* What you will do: Reproduce every line of the records below word for word, without changing anything.
# # #
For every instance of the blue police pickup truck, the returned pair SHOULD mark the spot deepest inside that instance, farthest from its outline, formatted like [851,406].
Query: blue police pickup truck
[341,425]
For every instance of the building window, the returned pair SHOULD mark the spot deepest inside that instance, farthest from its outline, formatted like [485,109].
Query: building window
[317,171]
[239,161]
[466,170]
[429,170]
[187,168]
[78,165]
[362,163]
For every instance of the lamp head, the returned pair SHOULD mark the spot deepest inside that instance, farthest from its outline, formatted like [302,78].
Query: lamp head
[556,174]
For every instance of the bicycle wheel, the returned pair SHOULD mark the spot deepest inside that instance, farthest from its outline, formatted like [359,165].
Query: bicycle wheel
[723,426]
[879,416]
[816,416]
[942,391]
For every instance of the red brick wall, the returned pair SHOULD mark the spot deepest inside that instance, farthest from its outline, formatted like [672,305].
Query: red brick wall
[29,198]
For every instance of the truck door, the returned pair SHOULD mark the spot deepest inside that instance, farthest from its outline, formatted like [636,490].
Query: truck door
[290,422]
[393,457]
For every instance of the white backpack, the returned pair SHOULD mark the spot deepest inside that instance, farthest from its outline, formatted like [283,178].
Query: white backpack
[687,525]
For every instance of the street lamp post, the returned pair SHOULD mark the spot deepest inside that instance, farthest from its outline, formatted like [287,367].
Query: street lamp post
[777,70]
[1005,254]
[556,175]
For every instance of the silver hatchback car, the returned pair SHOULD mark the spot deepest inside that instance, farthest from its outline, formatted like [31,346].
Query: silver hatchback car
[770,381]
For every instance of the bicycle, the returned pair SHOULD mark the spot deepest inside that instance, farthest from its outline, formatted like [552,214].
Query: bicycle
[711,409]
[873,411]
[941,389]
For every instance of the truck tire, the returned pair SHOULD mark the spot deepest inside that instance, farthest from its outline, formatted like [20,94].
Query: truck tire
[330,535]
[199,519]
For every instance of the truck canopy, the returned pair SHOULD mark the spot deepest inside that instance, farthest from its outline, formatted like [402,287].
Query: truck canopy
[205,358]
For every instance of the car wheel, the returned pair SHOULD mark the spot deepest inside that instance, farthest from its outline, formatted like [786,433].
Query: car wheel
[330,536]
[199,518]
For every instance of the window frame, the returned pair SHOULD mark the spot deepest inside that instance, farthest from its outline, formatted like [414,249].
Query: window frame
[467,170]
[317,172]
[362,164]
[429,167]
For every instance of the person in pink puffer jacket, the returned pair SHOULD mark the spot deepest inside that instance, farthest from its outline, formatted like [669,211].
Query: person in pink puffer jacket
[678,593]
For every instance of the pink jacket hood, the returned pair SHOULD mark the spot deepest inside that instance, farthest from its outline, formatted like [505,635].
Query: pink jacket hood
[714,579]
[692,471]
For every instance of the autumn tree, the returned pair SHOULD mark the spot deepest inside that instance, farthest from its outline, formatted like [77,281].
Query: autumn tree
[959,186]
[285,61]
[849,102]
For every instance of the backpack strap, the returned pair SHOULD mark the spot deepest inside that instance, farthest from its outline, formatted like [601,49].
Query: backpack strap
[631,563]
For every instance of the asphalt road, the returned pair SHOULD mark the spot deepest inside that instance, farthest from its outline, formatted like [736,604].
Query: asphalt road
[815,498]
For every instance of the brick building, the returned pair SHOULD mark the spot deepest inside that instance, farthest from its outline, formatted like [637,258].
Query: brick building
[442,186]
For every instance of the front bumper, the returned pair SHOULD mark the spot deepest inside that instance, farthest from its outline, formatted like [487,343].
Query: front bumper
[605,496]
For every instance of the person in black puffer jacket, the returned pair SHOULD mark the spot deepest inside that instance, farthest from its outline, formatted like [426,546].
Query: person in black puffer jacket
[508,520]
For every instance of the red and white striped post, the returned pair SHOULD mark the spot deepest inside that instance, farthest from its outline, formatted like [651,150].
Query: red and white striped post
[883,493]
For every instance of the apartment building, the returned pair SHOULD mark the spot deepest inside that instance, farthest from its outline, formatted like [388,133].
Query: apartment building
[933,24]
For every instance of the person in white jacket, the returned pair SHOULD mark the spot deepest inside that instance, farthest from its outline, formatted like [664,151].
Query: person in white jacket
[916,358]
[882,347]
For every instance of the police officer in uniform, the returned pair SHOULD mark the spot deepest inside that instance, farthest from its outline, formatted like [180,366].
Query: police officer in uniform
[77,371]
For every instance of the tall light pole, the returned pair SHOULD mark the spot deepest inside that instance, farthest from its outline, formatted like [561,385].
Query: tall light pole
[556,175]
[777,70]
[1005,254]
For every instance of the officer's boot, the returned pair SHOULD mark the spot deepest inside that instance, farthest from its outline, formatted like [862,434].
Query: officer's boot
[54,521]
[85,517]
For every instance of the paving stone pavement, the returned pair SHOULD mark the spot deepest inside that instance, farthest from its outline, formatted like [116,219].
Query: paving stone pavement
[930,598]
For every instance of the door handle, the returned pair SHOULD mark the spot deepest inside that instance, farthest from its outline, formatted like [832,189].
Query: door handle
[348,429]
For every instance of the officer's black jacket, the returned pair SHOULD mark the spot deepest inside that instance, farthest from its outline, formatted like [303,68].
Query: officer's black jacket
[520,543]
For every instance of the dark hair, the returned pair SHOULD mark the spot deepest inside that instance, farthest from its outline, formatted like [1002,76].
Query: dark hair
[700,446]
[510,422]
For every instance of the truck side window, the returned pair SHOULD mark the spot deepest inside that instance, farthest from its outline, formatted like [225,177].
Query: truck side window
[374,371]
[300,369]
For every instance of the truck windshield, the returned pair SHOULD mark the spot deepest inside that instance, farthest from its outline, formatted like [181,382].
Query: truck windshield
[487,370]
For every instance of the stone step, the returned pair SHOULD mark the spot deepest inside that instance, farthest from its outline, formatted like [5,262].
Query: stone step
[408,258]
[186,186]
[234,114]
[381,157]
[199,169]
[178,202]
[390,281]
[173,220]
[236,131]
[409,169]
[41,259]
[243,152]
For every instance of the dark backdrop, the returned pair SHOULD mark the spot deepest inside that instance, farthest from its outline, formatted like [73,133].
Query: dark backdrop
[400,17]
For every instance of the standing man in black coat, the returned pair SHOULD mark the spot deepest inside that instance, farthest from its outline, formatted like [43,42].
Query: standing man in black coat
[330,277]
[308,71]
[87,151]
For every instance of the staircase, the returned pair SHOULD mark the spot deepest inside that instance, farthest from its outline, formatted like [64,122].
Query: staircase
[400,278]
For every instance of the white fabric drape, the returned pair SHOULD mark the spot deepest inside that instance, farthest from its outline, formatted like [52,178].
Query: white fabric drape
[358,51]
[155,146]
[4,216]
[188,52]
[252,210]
# # #
* Task answer:
For every instance of the blue police pickup truck, the returned pair SHOULD mark the spot deepest inside that instance, farthest from its outline, formatted like [851,406].
Query: blue police pickup truck
[341,425]
For every instance of the building window, the returned pair SHOULD mark the spot deepest inside that instance, farthest from its outline, formatted like [485,109].
Query: building window
[317,171]
[239,161]
[466,170]
[429,170]
[187,168]
[78,165]
[362,163]
For every instance of the lamp head, the returned pair SHOULD mark the spot deepest inside that instance, farthest from its outline, formatted like [302,78].
Query: lamp head
[556,174]
For every instance of the bicycle wheel, the returned pair SHOULD mark the spot deepest inside that instance, farthest from its outline, formatted like [359,165].
Query: bicycle wheel
[723,426]
[879,416]
[816,416]
[942,391]
For every instance of the red brick wall, the returned pair SHOULD mark the spot deepest inside that instance, farthest from its outline, formatted like [672,305].
Query: red brick wall
[29,198]
For every instance of the truck door, the returned pair SHOULD mark the spot deepest inside that instance, farthest from its outline, formatted like [636,490].
Query: truck door
[290,422]
[393,457]
For every instance of the white backpack, the returned pair SHOULD mark the spot deepest inside that instance, farthest from its outline, formatted like [283,178].
Query: white backpack
[687,525]
For every instance of the street lamp post, the returned pair SHOULD mark the spot deepest inside that instance, farthest from its outline, formatted like [287,367].
Query: street lamp post
[777,70]
[1005,254]
[556,175]
For every instance of the silver hatchback car, the returned pair SHOULD mark the spot deepest inside that instance, farthest from its outline, formatted like [31,346].
Query: silver hatchback car
[770,381]
For every instance of the bicycle, the returned pair SHOULD mark the spot deepest inside that instance, farthest from its outline, formatted like [552,214].
Query: bicycle
[711,409]
[873,411]
[941,389]
For every instance of the truck tire, the returned pair SHOULD mark the spot deepest inside that instance, farthest from its outline, formatted like [20,94].
Query: truck tire
[330,535]
[199,519]
For every instance of the truck canopy, the returned pair SHOULD mark the spot deepest inside that instance, farthest from its outline, formatted like [402,287].
Query: truck canopy
[205,358]
For every instance of the car wheel, the returned pair SHOULD mark the spot deepest inside that instance, farthest from its outline, formatted like [786,433].
Query: car wheel
[330,536]
[199,518]
For every instance of the window frame, the returned pair SHOULD mark the spot deepest inside that instance, farthest from its outline, formatted like [414,249].
Query: window frame
[467,170]
[317,172]
[362,164]
[429,167]
For every instance of the person in pink puffer jacket, the returned pair SHOULD mark the spot deepest inside that instance, farthest from its outline, formatted like [669,211].
Query: person in pink puffer jacket
[678,593]
For every instance of the pink jacket hood, the returned pair SHOULD mark the spot deepest inside that instance, farthest from its outline, formatted like [505,635].
Query: pink jacket hood
[714,579]
[692,471]
For every instance of the autumn tree, the returned pair SHOULD mark the spot deepest inside that instance, farthest from its outline, formatted like [77,281].
Query: autumn tree
[959,186]
[285,61]
[849,102]
For every instance of the backpack strap, the returned pair SHOULD mark the spot deepest inside that instance, farthest from its outline, formatted like [601,49].
Query: backpack strap
[631,563]
For every instance of the asphalt road, the returned pair SHOULD mark the spot deepest inside that instance, farthest from its outline, formatted like [736,604].
Query: asphalt road
[815,498]
For every instance of the brick building, the returned pair SHOULD mark the spot deepest inside that instance, farthest from its outline, formatted like [637,258].
Query: brick building
[442,186]
For every instance of the front bumper, the returned pair SHOULD mark the spot deepest inside that instance, farthest from its outline, formatted like [487,343].
Query: front bumper
[605,496]
For every instance of the person in black puffer jacket, the returned pair SHOULD mark the spot deepest inside that instance, farthest from its outline, formatted like [426,546].
Query: person in black puffer jacket
[508,520]
For every instance of the red and white striped post, the returned pair SHOULD mark the spot deepest inside that instance, farthest from its outline, formatted like [651,150].
Query: red and white striped post
[883,493]
For every instance of the apartment building, the returned pair SHOULD mark the spot deepest inside that instance, farthest from its outline, formatted like [388,133].
Query: apartment building
[933,24]
For every instance of the person in white jacket, the returned pair SHOULD mark the spot deepest inside that instance, farthest from its outline, formatted like [664,151].
Query: person in white jacket
[916,358]
[882,347]
For every instance of the police officer in uniform, the returned pair SHOULD mark the spot deepest inside that instance, farthest from its outline, formatted like [180,366].
Query: police officer in uniform
[77,371]
For every instance of the tall light pole, the returned pair SHOULD mark the spot deepest inside that instance, farthest from its outline, formatted like [561,385].
Query: tall light pole
[556,175]
[777,70]
[1005,254]
For every instance of the officer's boot, the returned pair SHOULD mark the spot deepest inside that instance, farthest from its outline, formatted like [862,434].
Query: officer's boot
[54,521]
[85,517]
For every instance of the paving stone pavement, the returned pair SHOULD mark the spot deepest inside that instance, farthest from its outline, formatted like [116,219].
Query: paving stone pavement
[930,598]
For every instance of the door handle, the returned pair SHOULD mark the spot deepest inside that instance, farthest from its outline, formatted like [832,189].
Query: door handle
[348,429]
For every instance of the officer's black jacket, the returned pair SHOULD mark the spot deepest inside that instance, farthest from its outline, formatted like [303,68].
Query: officer's black jacket
[520,543]
For every instance of the dark hair, the returned pair SHOULD mark the spot deepest inside that instance, farthest from its outline, formatted like [1002,76].
Query: dark hair
[700,446]
[510,422]
For every instance of the truck side window, the returned pair SHOULD mark the spot deepest inside that instance, farthest from its outline, formatted like [225,177].
Query: truck side window
[374,371]
[300,369]
For every instance of the truck windshield, the returned pair SHOULD mark the spot deepest inside that instance, farthest from its outline, formatted like [181,382].
Query: truck windshield
[487,370]
For every instance of the stone step, the returned pair SHOULD mark the spot deepest inside that instance, farthest from its outline, formatted like [5,262].
Query: stone step
[408,258]
[186,186]
[234,114]
[381,157]
[199,169]
[178,202]
[390,281]
[173,220]
[236,131]
[409,169]
[41,259]
[243,152]
For every instance of the dark backdrop, the returned pair SHOULD mark the spot deepest inside that instance, farthest from its outline, formatted like [73,133].
Query: dark backdrop
[400,17]
For every instance of the standing man in black coat, the returned pair SHOULD mark the spot deepest inside that instance, farthest from its outline, formatted like [43,42].
Query: standing man in black coat
[330,277]
[308,71]
[87,151]
For every instance of the staircase, the returned pair SHOULD mark the spot deepest inside that instance, farthest from its outline, formatted like [64,122].
Query: staircase
[400,278]
For every instance of the white fabric drape, the returned pair SHOULD mark the spot deepest inside that instance, farthest from its outline, formatted like [52,178].
Query: white fabric drape
[358,51]
[155,146]
[4,216]
[188,52]
[252,210]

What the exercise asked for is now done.